** Data under study follows **

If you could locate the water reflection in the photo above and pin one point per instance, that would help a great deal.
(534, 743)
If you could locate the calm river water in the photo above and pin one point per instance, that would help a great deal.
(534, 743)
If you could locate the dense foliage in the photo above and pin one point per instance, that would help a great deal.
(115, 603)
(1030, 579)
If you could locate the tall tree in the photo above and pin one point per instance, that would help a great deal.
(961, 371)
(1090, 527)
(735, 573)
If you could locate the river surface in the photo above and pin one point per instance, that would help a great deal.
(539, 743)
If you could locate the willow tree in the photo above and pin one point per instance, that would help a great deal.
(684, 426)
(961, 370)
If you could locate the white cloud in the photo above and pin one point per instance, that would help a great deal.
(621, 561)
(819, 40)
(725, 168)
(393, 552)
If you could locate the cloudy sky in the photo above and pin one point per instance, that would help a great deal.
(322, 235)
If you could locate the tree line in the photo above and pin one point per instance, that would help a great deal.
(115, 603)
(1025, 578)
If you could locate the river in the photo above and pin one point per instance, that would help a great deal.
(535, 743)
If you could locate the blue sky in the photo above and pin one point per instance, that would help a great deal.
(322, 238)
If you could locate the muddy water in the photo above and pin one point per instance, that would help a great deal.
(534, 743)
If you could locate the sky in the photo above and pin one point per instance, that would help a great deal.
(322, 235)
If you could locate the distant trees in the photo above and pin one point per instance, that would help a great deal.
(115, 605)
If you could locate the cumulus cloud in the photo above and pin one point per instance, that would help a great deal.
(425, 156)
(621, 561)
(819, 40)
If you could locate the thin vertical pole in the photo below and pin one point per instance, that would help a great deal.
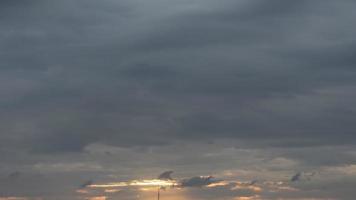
(158, 193)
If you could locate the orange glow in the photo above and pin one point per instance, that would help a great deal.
(97, 198)
(111, 190)
(217, 184)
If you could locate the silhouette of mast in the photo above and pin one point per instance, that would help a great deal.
(158, 193)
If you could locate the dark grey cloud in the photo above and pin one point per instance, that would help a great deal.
(78, 78)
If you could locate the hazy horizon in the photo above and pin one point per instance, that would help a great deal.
(229, 99)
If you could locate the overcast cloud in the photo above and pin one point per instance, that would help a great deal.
(115, 90)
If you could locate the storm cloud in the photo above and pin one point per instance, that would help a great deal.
(90, 87)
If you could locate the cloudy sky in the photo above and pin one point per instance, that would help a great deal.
(97, 96)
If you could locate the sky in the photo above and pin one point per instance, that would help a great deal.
(97, 96)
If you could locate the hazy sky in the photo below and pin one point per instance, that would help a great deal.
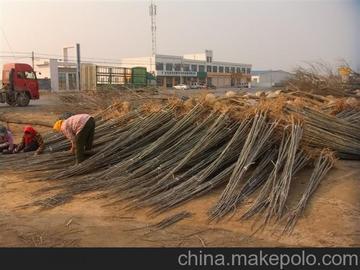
(267, 34)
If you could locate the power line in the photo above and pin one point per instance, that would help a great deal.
(7, 41)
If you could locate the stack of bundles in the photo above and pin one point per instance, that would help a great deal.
(166, 155)
(328, 131)
(320, 79)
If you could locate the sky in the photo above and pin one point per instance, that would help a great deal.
(269, 34)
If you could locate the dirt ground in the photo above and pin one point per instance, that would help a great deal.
(332, 216)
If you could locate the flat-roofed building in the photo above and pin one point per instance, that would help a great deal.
(199, 68)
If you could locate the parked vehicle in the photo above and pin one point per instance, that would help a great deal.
(195, 86)
(181, 87)
(19, 84)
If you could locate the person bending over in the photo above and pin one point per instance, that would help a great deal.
(80, 130)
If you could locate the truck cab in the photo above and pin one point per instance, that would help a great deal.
(19, 84)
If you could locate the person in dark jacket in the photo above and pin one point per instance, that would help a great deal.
(31, 141)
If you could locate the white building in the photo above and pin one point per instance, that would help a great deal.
(190, 68)
(269, 78)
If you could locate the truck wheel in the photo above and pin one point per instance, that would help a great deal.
(23, 99)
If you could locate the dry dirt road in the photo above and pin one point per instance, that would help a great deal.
(332, 217)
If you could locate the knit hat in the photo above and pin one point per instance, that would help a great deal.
(3, 131)
(57, 125)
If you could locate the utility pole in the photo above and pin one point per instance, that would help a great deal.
(32, 59)
(78, 66)
(152, 12)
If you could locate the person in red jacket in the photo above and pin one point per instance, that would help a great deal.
(80, 130)
(6, 141)
(31, 141)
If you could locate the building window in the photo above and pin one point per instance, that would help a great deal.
(169, 67)
(159, 66)
(177, 67)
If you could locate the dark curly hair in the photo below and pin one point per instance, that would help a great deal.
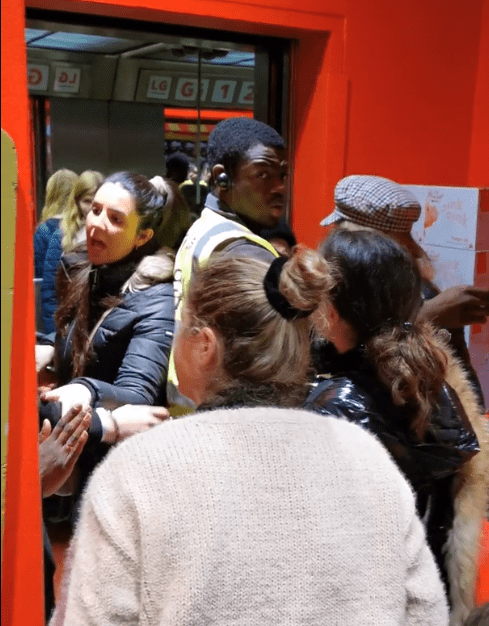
(378, 292)
(231, 139)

** End of Data under study **

▸ **Problem description**
The answer must be the full listing, word for word, with no images in it.

▸ **Written response**
If you could locate the water reflection in the photo above and pin one point per instance, that would help a great deal.
(534, 743)
If you could locate the calm river water in the photo above and pin one point per instance, that would help a great deal.
(534, 743)
If you could locate the dense foliage in the photo above and pin one point per instance, that would help a great deal.
(115, 603)
(1030, 579)
If you could locate the tall tree in the photo above and pin one point per instance, that would help a great deal.
(961, 371)
(1090, 527)
(735, 573)
If you could locate the river surface in the photo above and pin one point per instance, that would help a great deal.
(539, 743)
If you could locate the willow tree in the photo above and pin one point per instance, that would help a great deal.
(684, 426)
(961, 370)
If you could locate the white cloud in the photo above and pin one point per instance, that would help a great deal.
(621, 561)
(819, 40)
(725, 168)
(393, 552)
If you could locate the cloudy sky in the photo above and pin one point per instance, that would help a great deal.
(322, 235)
If you could locate the tree line in the photo above and pin one point per instance, that would help a great deal.
(115, 603)
(1025, 578)
If you could locate the river in the photo above and pin one point per instance, that would help a great deal.
(535, 743)
If you could locate the blue sky in the photo above and pin one point per instance, that would help a great deal.
(322, 238)
If you could locate the muddy water in the photo above and pin one point per instance, that would help a great deal.
(534, 743)
If you could locate the sky in the photo above and pin one point per instance, that would help a great deal.
(322, 235)
If you could locate the distant trees in the photo above and pin one point per instance, that would help a great deal.
(115, 605)
If you could locate the cumulus cloud in the photo above and pin one point per instance, that would help a great deal.
(425, 156)
(621, 561)
(819, 40)
If you could locate the thin vertical pole in the photo below and pin one point per instance, that would help a great deal.
(158, 193)
If you could locate the orange glow in the photo above and pin one point per instance, that would help a great deal.
(97, 198)
(111, 190)
(217, 184)
If you could locate the silhouette of mast in the photo above and pin one point per instance, that would help a great deal.
(158, 193)
If you could locate the dark grey cloud in the photo above and pin one point per instance, that would help a great deal.
(78, 78)
If you could locate the hazy horizon in the photo above and pin one point per instance, that would help a great deal.
(229, 99)
If you could locate the overcast cloud in the photo above and pin one point per instance, that would help a great deal.
(115, 90)
If you could locate the storm cloud in the photo above and pin one point per instance, that would help a great deal.
(90, 87)
If you could locate the cloudy sky in the photo above and pin one point per instance, that would help a great deal.
(97, 96)
If you could locate the sky in the photo above and pin one point per instance, that would help a great deal.
(97, 96)
If you could locate the hazy sky in the photo below and pin one point per instance, that would help a great deal.
(267, 34)
If you could locate the power line in the photo above and pin one point per instance, that would help a great deal.
(7, 41)
If you could locate the stack of bundles in the photo above and pin one point per instance, that would help a great deal.
(166, 155)
(328, 131)
(320, 79)
If you could locate the sky in the photo above and pin one point per instance, that would help a great deal.
(269, 34)
If you could locate the dirt ground in the photo above and pin one point per instance, that would help a great deal.
(332, 216)
If you could locate the flat-roofed building in the photo above and pin one point per instance, that would help a great deal.
(199, 68)
If you could locate the parked vehicle in the photo above and pin one point per instance, that would help a great deal.
(195, 86)
(181, 87)
(19, 84)
If you could locate the person bending over in the photo above and pin one point per instance, that would help a great deal.
(80, 130)
If you could locate the truck cab in the photo above and pin one point per instance, that would help a great deal.
(19, 84)
If you could locate the person in dark jacket in the photo above and pin one point per instance, that would help a great deal.
(31, 141)
If you could locate the white building in the photo above and pin one point per instance, that would help a great deal.
(190, 68)
(269, 78)
If you could locate the truck wheel in the photo above and pin one point per instance, that would help a great deal.
(23, 99)
If you could locate the dry dirt road in the photo above and pin one point per instance, that would help a great deal.
(332, 217)
If you could locate the knit hat in the photo above and pin one point per instance, that would help a great deal.
(3, 131)
(57, 125)
If you could locate the utility pole in the photo above and pin one point per instance, that would help a great deal.
(32, 59)
(78, 66)
(152, 12)
If you could locate the person in red jacket in the photo above and pin one point per instance, that would help a great deal.
(80, 130)
(6, 141)
(31, 141)
If you could locate the building window in the photo above and pin one point per instance, that would help a great deal.
(169, 67)
(159, 66)
(177, 67)
If you could locate the dark curly hair in the photo below and pin one point per instance, that would help a great deal.
(378, 292)
(231, 139)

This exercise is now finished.